TASK DESCRIPTION: From the first line of the entries below through the line holding "query: dark background", write out every line exactly, please, and leave out the pictures.

DATA SHOWN:
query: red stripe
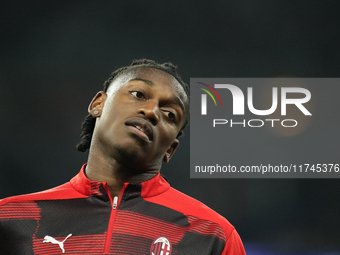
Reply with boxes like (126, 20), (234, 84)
(33, 234), (106, 254)
(112, 210), (226, 244)
(0, 201), (41, 220)
(188, 216), (226, 241)
(114, 211), (184, 243)
(90, 182), (102, 196)
(156, 242), (161, 254)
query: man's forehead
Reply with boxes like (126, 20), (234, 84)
(107, 67), (187, 101)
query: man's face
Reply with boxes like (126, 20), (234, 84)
(89, 68), (188, 172)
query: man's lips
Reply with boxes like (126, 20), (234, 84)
(125, 118), (154, 142)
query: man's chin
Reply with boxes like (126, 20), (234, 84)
(113, 146), (138, 163)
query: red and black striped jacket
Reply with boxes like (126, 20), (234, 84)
(0, 164), (245, 254)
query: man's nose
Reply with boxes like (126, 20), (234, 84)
(138, 101), (160, 125)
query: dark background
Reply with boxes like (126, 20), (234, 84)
(1, 1), (340, 254)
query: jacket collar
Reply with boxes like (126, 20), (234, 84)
(70, 164), (170, 199)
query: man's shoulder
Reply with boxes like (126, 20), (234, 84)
(169, 186), (232, 222)
(145, 185), (235, 235)
(0, 181), (83, 207)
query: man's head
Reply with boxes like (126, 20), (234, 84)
(76, 59), (189, 170)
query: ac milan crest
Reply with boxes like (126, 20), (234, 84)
(150, 237), (172, 255)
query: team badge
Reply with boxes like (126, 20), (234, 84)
(150, 237), (172, 255)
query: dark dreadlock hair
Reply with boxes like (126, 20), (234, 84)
(76, 59), (190, 153)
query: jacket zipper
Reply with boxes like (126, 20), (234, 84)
(103, 184), (127, 254)
(112, 196), (118, 209)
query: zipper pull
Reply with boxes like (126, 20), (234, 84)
(112, 196), (118, 210)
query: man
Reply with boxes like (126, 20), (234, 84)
(0, 59), (246, 254)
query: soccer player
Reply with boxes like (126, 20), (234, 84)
(0, 59), (246, 254)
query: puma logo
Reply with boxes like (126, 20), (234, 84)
(43, 234), (72, 253)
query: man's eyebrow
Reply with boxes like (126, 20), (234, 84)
(172, 95), (185, 112)
(130, 78), (154, 86)
(130, 77), (185, 112)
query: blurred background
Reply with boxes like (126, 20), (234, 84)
(1, 1), (340, 254)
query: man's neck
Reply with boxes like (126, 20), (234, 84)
(85, 150), (159, 198)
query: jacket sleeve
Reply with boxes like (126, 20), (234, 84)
(222, 229), (246, 255)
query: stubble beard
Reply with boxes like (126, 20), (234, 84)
(113, 146), (138, 163)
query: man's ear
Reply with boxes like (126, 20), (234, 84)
(163, 139), (180, 163)
(88, 91), (107, 117)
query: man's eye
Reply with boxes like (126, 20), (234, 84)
(131, 91), (144, 99)
(166, 111), (176, 122)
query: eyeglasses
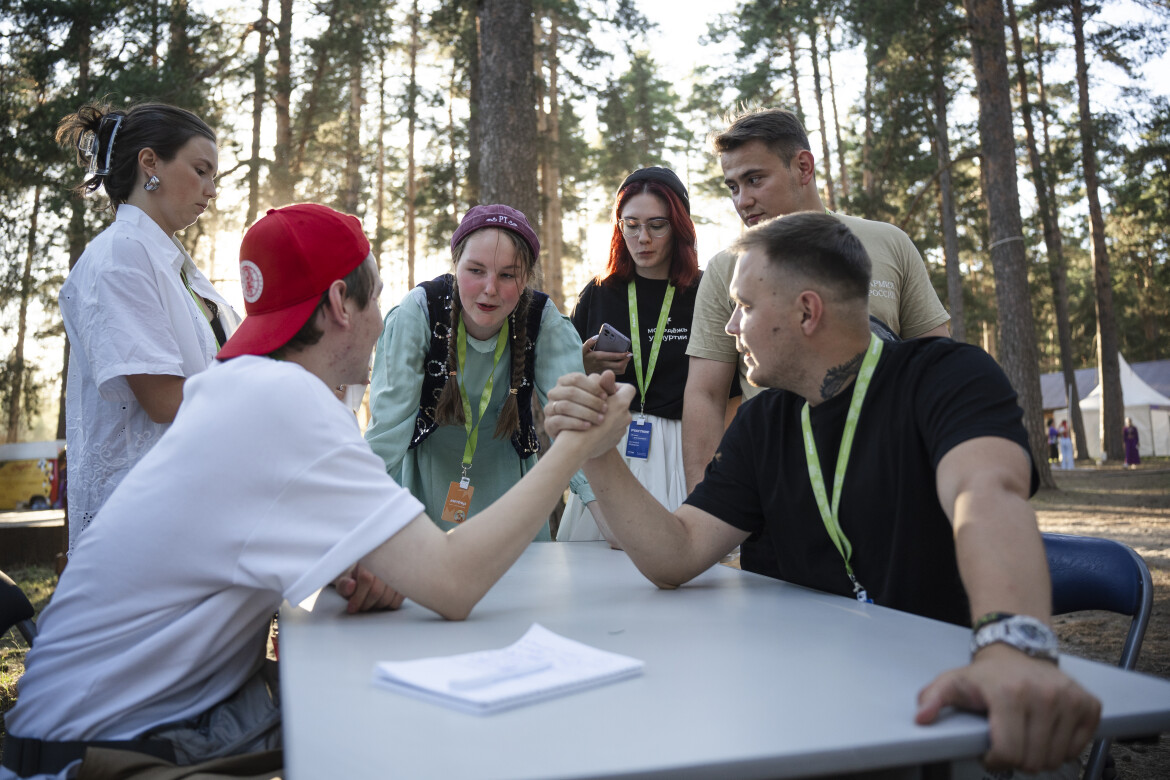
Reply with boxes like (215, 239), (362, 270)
(618, 218), (671, 238)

ANSWER SECTION:
query: red stripe
Reply with boxes like (126, 20), (234, 84)
(33, 234), (106, 254)
(112, 210), (226, 244)
(0, 201), (41, 220)
(188, 216), (226, 241)
(114, 211), (184, 243)
(90, 182), (102, 196)
(156, 242), (161, 254)
query: man's forehead
Reply with boxes like (126, 20), (234, 84)
(107, 67), (187, 101)
query: man's face
Reply with boxes like (126, 20), (234, 84)
(89, 68), (188, 172)
query: man's lips
Reply with boxes like (126, 20), (234, 84)
(125, 118), (154, 142)
query: man's chin
Reply with boxes like (126, 20), (234, 84)
(113, 146), (138, 163)
query: red and black striped jacket
Reply with boxes like (126, 20), (234, 84)
(0, 164), (245, 254)
query: man's nose
Reply with boxes like (126, 20), (234, 84)
(138, 101), (160, 125)
query: dark background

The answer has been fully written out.